Task prompt - The expected answer is a bare count of the lines in the data below that contain "trench".
Extracted information Start Marker
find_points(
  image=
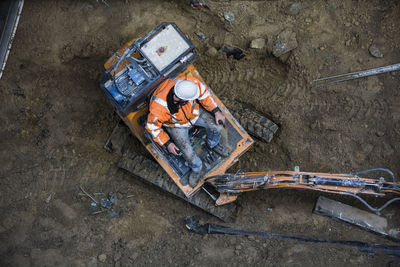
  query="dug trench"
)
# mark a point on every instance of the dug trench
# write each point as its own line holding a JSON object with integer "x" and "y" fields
{"x": 55, "y": 121}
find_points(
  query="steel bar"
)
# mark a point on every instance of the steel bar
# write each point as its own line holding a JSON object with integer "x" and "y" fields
{"x": 359, "y": 74}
Extracted information End Marker
Task answer - 2